> **ASSIGNED TASK 1**
From the passage on government and the financial markets, list each action attributed to the U.S. government in the sentences that begin "It was the U.S. government who".
> **ASSIGNED TASK 2**
Answer these questions from the passage on government and the financial markets:
(a) Which act does it say the U.S. government passed and repeatedly expanded?
(b) With what policy does it say the Federal Reserve System inflated property values?
(c) Which institution has the Justice Department only recently opened an investigation into?

> **PASSAGE SHOWN**
----------
Another disturbance I'd like to throw out there into The Force is the falsehood of this idea that it was insufficient government involvement that led to our financial market cluster-fuck. Largely, what happened was the opposite.
It was the U.S. government who passed and repeatedly expanded The Community Reinvestment Act, forcing banks to make loans to lower-income borrowers who normally represent bad credit risks and encouraging a loosening of lending standards by banks. It was the U.S. government who, through Fannie Mae and Freddie Mac, pressured a distortion of mortgage standards in order put people into homes they couldn't afford just for the sake of scoring political brownie points. It was the U.S. government who created the Federal Reserve System, an all-powerful cartel of secretive, unaccountable, and privately owned banks that over the last decade encouraged irresponsible lending in addition to inflating property values with an easy money policy that floods our economy with an artificial glut of credit.
Did the federal government fail to properly police the market place so as to ensure transparency, integrity and soundness in the operations of financial and housing institutions? Of course they did. The Securities and Exchange Commission seems to have mysteriously teleported itself into another dimension. And the Justice Department only recently decided to get off their asses and open an investigation into the national embarrassment known as Washington Mutual.
----------
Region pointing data
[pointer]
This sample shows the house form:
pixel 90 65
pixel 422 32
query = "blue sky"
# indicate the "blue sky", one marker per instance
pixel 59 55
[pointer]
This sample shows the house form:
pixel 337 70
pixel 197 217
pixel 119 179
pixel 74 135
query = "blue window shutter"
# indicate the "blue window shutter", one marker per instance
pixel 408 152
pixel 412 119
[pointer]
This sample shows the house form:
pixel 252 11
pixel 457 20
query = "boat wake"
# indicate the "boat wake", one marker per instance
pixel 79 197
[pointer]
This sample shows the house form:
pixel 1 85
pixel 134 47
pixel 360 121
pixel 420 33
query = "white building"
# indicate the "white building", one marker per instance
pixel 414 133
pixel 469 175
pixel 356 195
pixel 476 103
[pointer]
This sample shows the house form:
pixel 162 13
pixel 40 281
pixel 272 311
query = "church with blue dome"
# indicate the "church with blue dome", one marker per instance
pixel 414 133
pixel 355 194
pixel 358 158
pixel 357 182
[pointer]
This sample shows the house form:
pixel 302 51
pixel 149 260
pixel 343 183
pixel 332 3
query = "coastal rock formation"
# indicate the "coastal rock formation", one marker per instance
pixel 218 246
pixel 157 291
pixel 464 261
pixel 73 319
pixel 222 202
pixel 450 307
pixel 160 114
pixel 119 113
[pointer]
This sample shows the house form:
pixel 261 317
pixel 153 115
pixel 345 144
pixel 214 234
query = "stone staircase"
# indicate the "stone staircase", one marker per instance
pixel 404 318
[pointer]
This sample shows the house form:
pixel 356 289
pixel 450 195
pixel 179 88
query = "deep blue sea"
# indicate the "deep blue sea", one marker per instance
----------
> **TASK ANSWER 1**
- It passed and repeatedly expanded The Community Reinvestment Act.
- Through Fannie Mae and Freddie Mac, it pressured a distortion of mortgage standards.
- It created the Federal Reserve System.

> **TASK ANSWER 2**
(a) The U.S. government passed and repeatedly expanded The Community Reinvestment Act.
(b) The Federal Reserve System inflated property values with an easy money policy.
(c) The Justice Department opened an investigation into Washington Mutual.